● **Text shown**

>> begin

We are walking through the UC Botanical Garden, checking out what is in bloom, and looking for birds. It's early March, so the really exciting change-over to spring birds hasn't begun yet. We're expecting the usual winter crew: ruby-crowned kinglets, white-crowned sparrows and fox sparrows, maybe a woodpecker if we're lucky.

Crossing from the California section to the the cactus section, we spot a few house finches, males with red heads and chests, females all streaky brown. One female is hopping near a small pool of water. Something about the bird catches my eye. It doesn't look quite right for a house finch. It's doesn't quite have the right heft, seems a little delicate. I look through binoculars and get just a brief look before it hops deep into a bush. The bill doesn't seem right for a house finch either—too narrow.  I take a few not-quite-in-focus pictures, and I'm still not sure what it is. Did I just get a funny look at a regular house finch?

>> end

● **Work instructions**
Transcribe the botanical garden bird walk passage from "We are walking" up to and including "if we're lucky.". The listing has no connection to the botanical garden bird walk passage.

● **Listing**
>> begin

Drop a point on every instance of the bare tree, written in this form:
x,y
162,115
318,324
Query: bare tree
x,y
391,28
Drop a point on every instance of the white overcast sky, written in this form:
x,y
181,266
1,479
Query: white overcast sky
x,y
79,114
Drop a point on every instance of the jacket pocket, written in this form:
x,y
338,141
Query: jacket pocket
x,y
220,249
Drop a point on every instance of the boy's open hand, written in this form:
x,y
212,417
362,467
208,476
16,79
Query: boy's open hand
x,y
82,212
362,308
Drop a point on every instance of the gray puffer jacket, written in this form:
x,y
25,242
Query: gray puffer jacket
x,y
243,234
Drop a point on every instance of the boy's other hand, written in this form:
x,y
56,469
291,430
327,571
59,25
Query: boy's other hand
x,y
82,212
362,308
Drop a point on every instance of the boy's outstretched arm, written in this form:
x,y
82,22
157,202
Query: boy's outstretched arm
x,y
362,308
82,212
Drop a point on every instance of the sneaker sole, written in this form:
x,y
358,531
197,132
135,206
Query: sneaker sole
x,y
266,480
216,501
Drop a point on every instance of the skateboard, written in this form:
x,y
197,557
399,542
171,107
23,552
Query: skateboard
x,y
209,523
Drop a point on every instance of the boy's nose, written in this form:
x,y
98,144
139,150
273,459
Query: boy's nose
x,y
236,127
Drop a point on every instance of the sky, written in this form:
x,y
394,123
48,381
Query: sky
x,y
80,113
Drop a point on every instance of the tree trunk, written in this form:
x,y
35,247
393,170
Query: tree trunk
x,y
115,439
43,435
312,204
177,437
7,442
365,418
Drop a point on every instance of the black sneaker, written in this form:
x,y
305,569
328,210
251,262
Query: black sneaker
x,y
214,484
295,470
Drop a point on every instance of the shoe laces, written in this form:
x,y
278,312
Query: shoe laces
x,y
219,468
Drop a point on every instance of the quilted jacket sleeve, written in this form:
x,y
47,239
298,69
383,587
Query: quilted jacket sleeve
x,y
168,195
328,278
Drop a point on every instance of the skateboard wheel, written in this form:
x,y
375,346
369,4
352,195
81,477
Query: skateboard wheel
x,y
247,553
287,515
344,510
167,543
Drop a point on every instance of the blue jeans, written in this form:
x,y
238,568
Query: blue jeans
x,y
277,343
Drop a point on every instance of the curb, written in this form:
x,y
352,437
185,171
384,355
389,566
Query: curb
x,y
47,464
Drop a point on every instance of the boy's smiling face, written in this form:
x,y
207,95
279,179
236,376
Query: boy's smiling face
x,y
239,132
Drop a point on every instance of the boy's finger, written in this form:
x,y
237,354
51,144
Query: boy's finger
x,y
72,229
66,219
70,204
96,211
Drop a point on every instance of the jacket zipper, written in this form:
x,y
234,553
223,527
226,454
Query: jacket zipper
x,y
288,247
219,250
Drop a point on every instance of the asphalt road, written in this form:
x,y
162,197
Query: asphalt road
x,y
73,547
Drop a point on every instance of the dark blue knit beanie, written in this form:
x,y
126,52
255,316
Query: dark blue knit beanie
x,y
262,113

>> end
>> begin

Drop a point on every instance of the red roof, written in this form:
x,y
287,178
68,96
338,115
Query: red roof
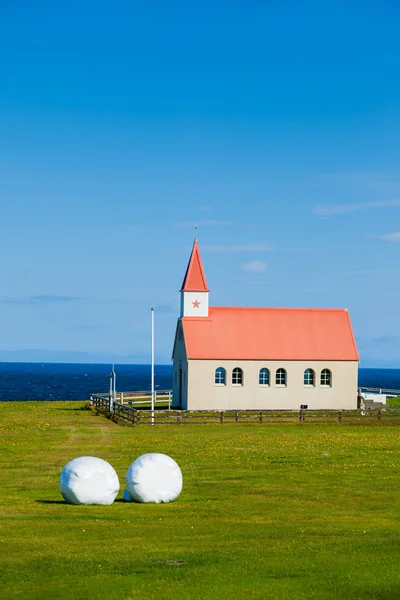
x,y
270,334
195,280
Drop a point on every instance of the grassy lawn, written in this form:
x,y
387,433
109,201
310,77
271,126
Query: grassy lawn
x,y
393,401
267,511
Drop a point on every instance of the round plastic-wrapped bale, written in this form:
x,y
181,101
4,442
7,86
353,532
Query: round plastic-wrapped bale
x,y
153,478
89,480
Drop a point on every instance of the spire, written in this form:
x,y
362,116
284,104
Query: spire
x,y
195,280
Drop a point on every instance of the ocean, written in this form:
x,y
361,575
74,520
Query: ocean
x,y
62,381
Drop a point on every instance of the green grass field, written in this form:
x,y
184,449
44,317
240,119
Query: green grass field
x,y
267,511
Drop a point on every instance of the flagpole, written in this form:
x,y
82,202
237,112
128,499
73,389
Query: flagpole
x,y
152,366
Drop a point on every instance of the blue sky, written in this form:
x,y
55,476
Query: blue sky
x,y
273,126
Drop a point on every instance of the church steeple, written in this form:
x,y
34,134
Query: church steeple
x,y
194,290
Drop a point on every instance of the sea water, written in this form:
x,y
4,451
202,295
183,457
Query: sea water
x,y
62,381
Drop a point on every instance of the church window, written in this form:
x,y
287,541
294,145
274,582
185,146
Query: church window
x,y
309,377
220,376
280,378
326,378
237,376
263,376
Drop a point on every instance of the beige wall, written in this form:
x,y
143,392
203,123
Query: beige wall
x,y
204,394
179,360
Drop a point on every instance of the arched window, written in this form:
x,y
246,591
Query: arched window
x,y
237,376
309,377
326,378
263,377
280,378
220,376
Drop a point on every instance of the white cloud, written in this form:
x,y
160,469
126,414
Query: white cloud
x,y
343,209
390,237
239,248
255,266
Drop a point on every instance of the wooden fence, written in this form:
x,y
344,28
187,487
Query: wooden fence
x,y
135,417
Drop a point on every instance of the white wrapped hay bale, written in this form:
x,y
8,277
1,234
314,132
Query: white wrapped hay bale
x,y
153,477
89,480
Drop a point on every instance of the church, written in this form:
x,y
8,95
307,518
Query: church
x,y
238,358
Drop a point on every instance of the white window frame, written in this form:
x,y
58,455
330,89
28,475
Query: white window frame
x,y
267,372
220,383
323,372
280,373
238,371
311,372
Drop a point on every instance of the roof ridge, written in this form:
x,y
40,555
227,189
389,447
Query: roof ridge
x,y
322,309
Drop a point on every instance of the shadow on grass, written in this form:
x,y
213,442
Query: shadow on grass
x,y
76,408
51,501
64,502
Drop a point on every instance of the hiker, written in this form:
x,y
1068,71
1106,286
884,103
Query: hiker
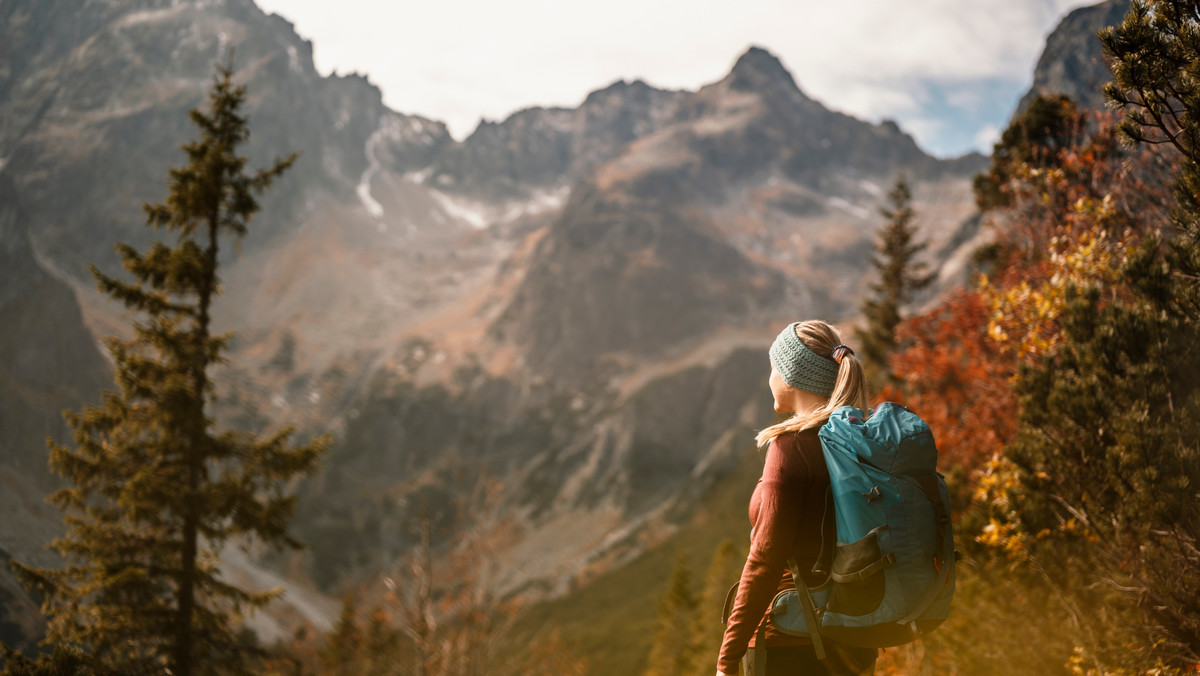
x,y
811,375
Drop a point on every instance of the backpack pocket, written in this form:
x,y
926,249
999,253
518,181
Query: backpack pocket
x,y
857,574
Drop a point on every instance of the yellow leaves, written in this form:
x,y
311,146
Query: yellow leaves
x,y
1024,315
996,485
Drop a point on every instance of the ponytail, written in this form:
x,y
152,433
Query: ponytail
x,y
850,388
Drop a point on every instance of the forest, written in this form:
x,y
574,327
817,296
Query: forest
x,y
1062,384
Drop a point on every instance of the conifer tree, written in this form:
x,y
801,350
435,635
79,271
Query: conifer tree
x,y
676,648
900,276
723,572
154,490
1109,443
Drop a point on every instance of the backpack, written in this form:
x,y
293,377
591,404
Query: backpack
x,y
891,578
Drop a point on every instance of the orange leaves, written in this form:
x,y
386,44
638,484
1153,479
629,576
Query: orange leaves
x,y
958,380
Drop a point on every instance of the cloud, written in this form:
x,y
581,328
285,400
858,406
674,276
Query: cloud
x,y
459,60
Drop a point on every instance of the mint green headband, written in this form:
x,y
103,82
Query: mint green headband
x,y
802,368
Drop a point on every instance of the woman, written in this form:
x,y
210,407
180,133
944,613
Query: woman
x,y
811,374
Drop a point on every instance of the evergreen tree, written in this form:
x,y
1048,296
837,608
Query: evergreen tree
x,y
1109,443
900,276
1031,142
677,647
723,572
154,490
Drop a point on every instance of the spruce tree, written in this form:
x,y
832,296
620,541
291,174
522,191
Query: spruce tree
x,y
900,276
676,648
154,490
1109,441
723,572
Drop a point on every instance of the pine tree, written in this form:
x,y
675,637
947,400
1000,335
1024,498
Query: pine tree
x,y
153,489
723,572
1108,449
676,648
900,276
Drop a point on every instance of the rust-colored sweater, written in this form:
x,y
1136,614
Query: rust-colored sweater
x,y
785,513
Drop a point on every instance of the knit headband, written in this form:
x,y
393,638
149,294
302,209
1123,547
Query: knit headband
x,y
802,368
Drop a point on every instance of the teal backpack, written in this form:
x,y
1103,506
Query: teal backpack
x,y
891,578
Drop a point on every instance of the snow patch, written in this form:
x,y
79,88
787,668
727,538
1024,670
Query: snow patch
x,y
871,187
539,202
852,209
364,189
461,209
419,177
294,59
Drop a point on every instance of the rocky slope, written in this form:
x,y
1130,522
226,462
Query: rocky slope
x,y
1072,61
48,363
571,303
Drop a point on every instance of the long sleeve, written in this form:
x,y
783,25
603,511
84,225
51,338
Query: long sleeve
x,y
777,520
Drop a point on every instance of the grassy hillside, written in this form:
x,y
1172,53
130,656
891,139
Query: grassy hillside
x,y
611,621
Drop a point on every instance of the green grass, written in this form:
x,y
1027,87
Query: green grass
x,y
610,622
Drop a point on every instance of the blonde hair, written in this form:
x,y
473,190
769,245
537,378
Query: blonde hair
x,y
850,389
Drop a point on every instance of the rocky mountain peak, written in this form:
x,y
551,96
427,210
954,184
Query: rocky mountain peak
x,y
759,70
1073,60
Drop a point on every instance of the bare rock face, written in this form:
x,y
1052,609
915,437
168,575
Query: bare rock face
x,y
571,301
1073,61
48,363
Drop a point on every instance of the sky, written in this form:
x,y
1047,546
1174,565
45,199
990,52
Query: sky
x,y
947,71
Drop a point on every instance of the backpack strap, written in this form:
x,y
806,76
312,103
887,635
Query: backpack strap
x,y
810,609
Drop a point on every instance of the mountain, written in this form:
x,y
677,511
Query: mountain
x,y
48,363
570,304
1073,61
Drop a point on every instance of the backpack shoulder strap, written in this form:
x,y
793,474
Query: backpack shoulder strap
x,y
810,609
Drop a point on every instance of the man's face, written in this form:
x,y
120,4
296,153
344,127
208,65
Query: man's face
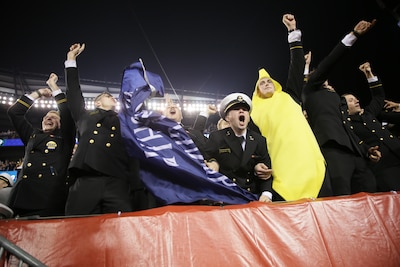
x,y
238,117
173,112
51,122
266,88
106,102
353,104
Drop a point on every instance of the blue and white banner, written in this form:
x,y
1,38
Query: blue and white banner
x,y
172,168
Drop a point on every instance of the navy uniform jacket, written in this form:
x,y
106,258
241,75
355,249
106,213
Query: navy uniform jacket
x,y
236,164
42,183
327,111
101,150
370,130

>> end

● **Solution to this problem**
We are walking through the UC Botanical Garden, checking out what is in bloom, and looking for birds. It's early March, so the really exciting change-over to spring birds hasn't begun yet. We're expecting the usual winter crew: ruby-crowned kinglets, white-crowned sparrows and fox sparrows, maybe a woodpecker if we're lucky.